* [What this task involves]: All of the data below is to be printed again exactly.
[Source records — start]
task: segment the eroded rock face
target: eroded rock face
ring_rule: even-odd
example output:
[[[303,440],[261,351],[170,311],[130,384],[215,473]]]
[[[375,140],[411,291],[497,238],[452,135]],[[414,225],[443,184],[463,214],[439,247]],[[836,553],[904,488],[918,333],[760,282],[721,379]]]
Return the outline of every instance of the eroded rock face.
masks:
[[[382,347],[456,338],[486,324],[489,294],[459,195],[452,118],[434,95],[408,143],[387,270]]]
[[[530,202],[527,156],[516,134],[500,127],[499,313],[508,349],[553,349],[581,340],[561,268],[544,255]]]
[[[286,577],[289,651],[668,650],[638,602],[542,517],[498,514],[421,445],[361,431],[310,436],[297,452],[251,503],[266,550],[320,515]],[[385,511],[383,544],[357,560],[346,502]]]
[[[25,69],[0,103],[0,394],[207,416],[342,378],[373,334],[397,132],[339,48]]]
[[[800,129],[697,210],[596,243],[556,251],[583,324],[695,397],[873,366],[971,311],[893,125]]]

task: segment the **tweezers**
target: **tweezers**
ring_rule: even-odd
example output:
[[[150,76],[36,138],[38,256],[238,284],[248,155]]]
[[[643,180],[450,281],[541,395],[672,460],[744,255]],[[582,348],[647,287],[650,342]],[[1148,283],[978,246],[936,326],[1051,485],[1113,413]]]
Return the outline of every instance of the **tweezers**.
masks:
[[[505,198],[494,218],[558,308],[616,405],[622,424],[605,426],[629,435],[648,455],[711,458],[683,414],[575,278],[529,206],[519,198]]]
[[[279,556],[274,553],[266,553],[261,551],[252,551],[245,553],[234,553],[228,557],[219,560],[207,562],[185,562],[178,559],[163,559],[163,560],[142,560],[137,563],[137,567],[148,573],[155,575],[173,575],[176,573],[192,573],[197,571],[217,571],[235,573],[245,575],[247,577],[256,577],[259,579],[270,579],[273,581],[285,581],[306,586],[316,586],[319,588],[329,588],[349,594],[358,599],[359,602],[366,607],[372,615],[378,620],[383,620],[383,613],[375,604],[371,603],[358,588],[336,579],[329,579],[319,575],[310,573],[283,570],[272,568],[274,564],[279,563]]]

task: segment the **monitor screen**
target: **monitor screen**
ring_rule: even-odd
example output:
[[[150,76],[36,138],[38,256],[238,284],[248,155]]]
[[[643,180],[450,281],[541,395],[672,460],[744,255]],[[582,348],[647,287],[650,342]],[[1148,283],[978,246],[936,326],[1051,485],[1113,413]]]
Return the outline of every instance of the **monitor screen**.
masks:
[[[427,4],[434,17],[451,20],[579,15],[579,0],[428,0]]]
[Source records — finish]
* [Result below]:
task: segment the eroded rock face
target: eroded rock face
ring_rule: even-odd
example output:
[[[303,440],[261,351],[170,311],[130,384],[215,473]]]
[[[375,140],[411,291],[497,238],[452,135]],[[414,225],[443,184],[463,214],[439,247]],[[836,553],[904,488],[918,333],[760,282],[721,379]]]
Return the outline of every instance of the eroded rock face.
masks:
[[[382,347],[456,338],[486,324],[489,294],[459,195],[452,118],[434,95],[408,143],[387,270]]]
[[[530,202],[527,156],[516,134],[500,127],[499,313],[508,349],[553,349],[581,340],[561,268],[544,255]]]
[[[286,577],[289,651],[668,650],[638,602],[542,517],[498,514],[421,445],[361,431],[310,436],[297,452],[251,503],[266,550],[320,515]],[[385,511],[383,544],[357,560],[346,502]]]
[[[25,69],[0,103],[0,394],[207,416],[342,378],[373,334],[397,132],[339,48]]]
[[[800,129],[697,210],[596,243],[556,251],[583,324],[695,397],[873,366],[971,311],[893,125]]]

task: segment the **tweezers**
target: **tweezers**
ring_rule: even-odd
example output:
[[[150,76],[36,138],[38,256],[238,284],[248,155]]]
[[[643,180],[450,281],[541,395],[672,460],[744,255]],[[582,348],[647,287],[650,342]],[[1148,283],[978,246],[936,326],[1051,485],[1113,413]]]
Return the outline of every instance of the **tweezers**.
masks:
[[[505,198],[494,218],[558,308],[616,405],[622,424],[605,426],[629,435],[648,455],[711,458],[683,414],[575,278],[529,206],[519,198]]]
[[[279,556],[274,553],[266,553],[261,551],[252,551],[245,553],[234,553],[228,557],[219,560],[207,562],[185,562],[178,559],[163,559],[163,560],[142,560],[137,563],[137,567],[148,573],[155,575],[173,575],[176,573],[192,573],[197,571],[217,571],[235,573],[245,575],[247,577],[256,577],[259,579],[270,579],[273,581],[285,581],[306,586],[316,586],[319,588],[329,588],[349,594],[358,599],[359,602],[366,607],[372,615],[378,620],[383,620],[383,613],[375,604],[371,603],[358,588],[336,579],[329,579],[319,575],[310,573],[283,570],[272,568],[274,564],[279,563]]]

task: segment the **monitor screen**
target: **monitor screen**
ring_rule: even-odd
example output:
[[[150,76],[36,138],[38,256],[238,284],[248,155]]]
[[[643,180],[450,281],[541,395],[672,460],[744,255]],[[582,348],[647,287],[650,342]],[[1148,283],[978,246],[936,326],[1051,485],[1113,413]]]
Return the outline of every instance of the **monitor screen**.
masks:
[[[427,4],[434,17],[451,20],[579,15],[579,0],[428,0]]]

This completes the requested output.